(Your objective) Comb the records below for the string "photo" and copy each line where it turns up.

(Data shown)
---------------
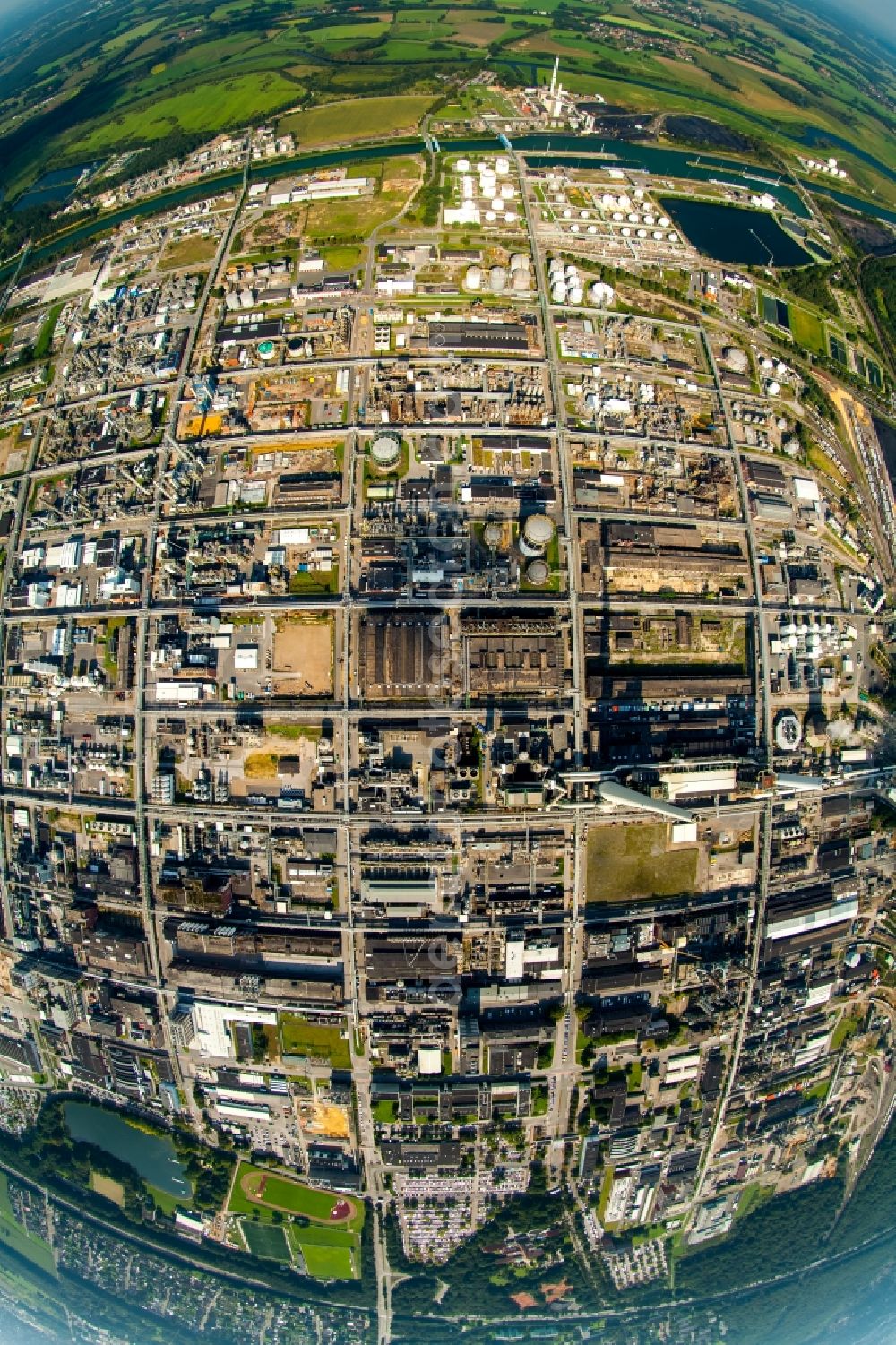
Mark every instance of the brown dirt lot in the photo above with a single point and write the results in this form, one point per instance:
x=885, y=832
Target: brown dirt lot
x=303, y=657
---------------
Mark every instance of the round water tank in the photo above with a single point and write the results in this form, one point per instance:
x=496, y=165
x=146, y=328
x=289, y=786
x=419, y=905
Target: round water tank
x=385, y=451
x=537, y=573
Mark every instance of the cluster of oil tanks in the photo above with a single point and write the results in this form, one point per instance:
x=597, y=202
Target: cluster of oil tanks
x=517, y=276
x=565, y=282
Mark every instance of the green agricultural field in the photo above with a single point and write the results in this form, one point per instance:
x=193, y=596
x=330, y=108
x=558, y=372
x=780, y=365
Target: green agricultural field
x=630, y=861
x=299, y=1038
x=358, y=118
---------------
(Solution to the exercise)
Mark every instance of the brown dirt lot in the photo above with a single point and write the results in this form, one point per instance:
Mark every instance of the round water tank in the photo above with a single point and write the results in this form, one point per instance:
Mark every instance of the cluster of oil tanks in the photo above with a single point and write the results in this form, one point per instance:
Mark every instance of the green agricultural field in the photo above with a single point and write the results in this form, one point per instance:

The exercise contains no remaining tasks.